:: Page excerpt ::
----

Lenaghan, Andrew (2001) The significance of models of vision for the development of artificial handwriting recognition systems. (PhD thesis), Kingston University, .
Abstract
Artificial Handwriting Recognition (AHR) systems are currently developed in a largely ad hoc fashion. The central premise of this work is the need to return to first principles and identify an underlying rationale for the representations used in handwriting recognition. An interdisciplinary approach is advocated that combines the perspectives of cognitive science and pattern recognition engineering. Existing surveys of handwriting recognition are reviewed and an information-space analogy is presented to model how features encode evidence. Handwriting recognition is treated as an example of a simple visual task that uses a limited set of our visual abilities based on the observations that i) biological systems provide an example of a successful handwriting recognition system, and ii) vision is a prerequisite of recognition. A set of six feature types for which there is empirical evidence of their detection in early visual rocessing is identified and a layered framework for handwriting recognition is proposed that unifies the perspectives of cognitive science and engineering. The outer layers of the framework relate to the capture of raw sensory data and feature extraction. The inner layers concern the derivation and comparison of structural descriptions of handwriting. The implementation of an online AHR system developed in the context of the framework is reported. The implementation uses a fuzzy graph-based approach is used to represent structural descriptions of characters. Simple directed graphs for characters are compared by searching for subgraph isomorphisms between input characters and know prototypes. Trials are reported for a test set of 1000 digits drawn from 100 different subjects using a KNearest Neighbour approach (KNN) approach to classification. For K=3, the mean recognition accuracy is 68.3% and for K=5 it is 70.7%. Linear features were found to be the most significant. The work concludes that the current understanding of visual cognition is incomplete but does provide a basis for the development of artificial handwriting recognition systems although their performance is currently less than that of existing engineered systems.

----

:: Data for analysis ::
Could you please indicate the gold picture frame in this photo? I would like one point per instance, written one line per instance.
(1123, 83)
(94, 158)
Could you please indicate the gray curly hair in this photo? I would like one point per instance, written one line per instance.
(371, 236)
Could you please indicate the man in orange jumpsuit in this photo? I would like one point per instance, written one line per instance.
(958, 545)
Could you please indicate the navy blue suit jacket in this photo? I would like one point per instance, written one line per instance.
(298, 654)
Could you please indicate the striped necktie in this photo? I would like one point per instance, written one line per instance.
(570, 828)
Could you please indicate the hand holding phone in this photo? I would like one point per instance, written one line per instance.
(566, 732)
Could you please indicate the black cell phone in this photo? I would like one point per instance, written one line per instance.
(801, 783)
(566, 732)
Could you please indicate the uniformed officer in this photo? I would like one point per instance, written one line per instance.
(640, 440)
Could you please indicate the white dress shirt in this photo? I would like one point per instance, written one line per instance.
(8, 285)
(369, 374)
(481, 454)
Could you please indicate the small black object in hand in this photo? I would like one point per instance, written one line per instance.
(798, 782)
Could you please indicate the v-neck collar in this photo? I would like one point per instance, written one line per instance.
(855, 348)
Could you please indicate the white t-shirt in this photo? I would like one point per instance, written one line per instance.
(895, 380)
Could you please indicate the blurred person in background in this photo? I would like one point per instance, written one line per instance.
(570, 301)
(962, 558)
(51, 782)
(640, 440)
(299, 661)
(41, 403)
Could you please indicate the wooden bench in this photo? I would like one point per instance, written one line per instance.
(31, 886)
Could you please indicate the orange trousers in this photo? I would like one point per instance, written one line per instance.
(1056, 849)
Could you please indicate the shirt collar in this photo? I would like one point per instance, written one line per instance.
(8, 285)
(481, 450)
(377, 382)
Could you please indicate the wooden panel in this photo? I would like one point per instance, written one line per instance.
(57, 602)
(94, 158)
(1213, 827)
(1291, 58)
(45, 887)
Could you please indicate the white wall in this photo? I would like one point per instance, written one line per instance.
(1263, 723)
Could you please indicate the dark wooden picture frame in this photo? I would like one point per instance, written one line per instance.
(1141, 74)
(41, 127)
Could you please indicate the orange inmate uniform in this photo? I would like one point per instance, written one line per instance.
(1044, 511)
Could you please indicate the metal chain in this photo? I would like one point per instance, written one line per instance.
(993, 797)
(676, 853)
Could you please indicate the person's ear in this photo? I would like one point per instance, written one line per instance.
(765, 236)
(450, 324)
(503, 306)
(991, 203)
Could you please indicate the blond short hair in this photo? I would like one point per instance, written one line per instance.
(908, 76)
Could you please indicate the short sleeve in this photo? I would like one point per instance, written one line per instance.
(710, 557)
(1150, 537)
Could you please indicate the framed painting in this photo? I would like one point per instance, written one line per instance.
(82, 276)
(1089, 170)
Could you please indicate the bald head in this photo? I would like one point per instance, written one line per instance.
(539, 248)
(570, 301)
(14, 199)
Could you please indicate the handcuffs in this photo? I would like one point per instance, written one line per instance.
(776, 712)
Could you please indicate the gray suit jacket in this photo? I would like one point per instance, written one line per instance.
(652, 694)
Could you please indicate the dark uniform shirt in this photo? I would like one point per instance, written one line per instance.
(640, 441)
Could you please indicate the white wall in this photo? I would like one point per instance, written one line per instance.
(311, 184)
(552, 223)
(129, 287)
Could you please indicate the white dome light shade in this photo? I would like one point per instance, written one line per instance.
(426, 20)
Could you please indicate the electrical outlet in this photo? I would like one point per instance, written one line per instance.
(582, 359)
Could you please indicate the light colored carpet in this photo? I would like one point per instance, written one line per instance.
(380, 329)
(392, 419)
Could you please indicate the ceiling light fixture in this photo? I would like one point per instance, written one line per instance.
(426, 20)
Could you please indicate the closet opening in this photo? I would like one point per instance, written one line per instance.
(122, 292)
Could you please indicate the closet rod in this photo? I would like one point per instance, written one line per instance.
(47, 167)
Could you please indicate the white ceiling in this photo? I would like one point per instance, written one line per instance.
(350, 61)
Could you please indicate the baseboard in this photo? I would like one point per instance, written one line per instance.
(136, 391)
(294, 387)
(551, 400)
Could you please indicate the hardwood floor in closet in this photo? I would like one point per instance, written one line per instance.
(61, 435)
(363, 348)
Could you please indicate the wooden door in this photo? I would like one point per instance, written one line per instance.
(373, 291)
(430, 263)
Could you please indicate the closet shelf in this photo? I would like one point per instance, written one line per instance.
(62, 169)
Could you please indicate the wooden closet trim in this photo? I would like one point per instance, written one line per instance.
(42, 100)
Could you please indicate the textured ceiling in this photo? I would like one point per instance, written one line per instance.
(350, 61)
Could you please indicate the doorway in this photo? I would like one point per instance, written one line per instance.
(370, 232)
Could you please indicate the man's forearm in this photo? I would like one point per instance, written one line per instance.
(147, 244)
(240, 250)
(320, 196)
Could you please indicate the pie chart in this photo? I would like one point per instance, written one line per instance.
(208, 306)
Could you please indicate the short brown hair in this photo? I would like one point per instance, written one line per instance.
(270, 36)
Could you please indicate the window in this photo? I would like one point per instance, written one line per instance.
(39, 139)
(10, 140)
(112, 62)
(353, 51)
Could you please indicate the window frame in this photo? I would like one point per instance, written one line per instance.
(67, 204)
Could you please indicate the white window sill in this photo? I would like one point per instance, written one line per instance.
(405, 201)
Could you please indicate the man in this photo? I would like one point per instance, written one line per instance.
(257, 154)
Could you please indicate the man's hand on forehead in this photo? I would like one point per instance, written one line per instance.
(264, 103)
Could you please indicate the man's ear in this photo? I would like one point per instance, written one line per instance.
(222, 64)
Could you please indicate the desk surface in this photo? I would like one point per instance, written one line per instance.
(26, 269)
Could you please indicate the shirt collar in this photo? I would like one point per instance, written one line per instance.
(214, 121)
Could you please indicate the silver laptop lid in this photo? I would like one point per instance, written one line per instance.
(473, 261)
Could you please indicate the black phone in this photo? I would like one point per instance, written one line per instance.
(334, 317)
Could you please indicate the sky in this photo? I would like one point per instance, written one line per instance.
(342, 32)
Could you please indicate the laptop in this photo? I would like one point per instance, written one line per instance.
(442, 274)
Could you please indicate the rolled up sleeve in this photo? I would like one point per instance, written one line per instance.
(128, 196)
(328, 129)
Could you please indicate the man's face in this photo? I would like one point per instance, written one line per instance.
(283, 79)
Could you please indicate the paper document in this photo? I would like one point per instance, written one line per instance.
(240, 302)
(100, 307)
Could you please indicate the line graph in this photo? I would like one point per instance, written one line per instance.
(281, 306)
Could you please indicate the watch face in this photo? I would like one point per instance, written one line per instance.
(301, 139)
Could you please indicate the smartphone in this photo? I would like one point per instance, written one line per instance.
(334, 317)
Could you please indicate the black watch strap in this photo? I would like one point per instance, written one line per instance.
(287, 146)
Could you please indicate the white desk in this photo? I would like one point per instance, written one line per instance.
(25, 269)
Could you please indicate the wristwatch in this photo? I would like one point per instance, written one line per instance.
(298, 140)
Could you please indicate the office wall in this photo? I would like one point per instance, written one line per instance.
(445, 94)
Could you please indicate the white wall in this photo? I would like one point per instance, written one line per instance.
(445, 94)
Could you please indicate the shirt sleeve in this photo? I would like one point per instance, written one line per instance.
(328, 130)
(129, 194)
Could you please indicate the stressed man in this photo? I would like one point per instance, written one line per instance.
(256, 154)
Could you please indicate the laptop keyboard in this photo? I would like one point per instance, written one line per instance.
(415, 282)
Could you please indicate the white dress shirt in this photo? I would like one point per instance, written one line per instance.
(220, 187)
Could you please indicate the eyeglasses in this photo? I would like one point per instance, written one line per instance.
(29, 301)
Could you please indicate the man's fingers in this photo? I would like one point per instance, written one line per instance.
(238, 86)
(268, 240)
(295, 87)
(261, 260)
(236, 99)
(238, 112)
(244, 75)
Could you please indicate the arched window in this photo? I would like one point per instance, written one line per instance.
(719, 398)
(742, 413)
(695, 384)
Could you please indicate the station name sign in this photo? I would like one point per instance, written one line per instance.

----

:: Complete the following ::
• a. Rewrite the thesis abstract's paragraph that begins "Artificial Handwriting Recognition (AHR) systems are currently developed" as a shorter bulleted list that keeps its main facts.
• b. Using the thesis abstract, answer these questions, one per line:
(i) How many feature types does the work identify from early visual processing?
(ii) How many digits were in the test set, and from how many subjects were they drawn?
(iii) Which features were found to be the most significant?
• c. From the thesis abstract, set down word for word the part that opens with the words containing "Lenaghan, Andrew (2001)" and closes with "Kingston University, .".

:: Answers to this exercise ::
• a.
- AHR systems are currently developed largely ad hoc; the work argues for returning to first principles to find a rationale for the representations used in handwriting recognition.
- It advocates an interdisciplinary approach combining cognitive science and pattern recognition engineering, reviews existing surveys, and presents an information-space analogy for how features encode evidence.
- Handwriting recognition is treated as a simple visual task, since biological systems recognize handwriting successfully and vision is a prerequisite of recognition.
- Six feature types with empirical evidence of detection in early visual processing are identified.
- A layered framework is proposed: outer layers cover raw sensory data capture and feature extraction; inner layers cover deriving and comparing structural descriptions of handwriting.
- An online AHR system built within the framework represents characters as fuzzy graphs and compares simple directed graphs by searching for subgraph isomorphisms with prototypes.
- Trials on 1000 digits from 100 subjects used K-Nearest Neighbour classification: mean accuracy was 68.3% for K=3 and 70.7% for K=5, and linear features were the most significant.
- The work concludes that current understanding of visual cognition is incomplete but can support AHR development, though such systems currently perform below existing engineered systems.

• b.
(i) Six.
(ii) 1000 digits from 100 different subjects.
(iii) Linear features.

• c.
Lenaghan, Andrew (2001) The significance of models of vision for the development of artificial handwriting recognition systems. (PhD thesis), Kingston University, .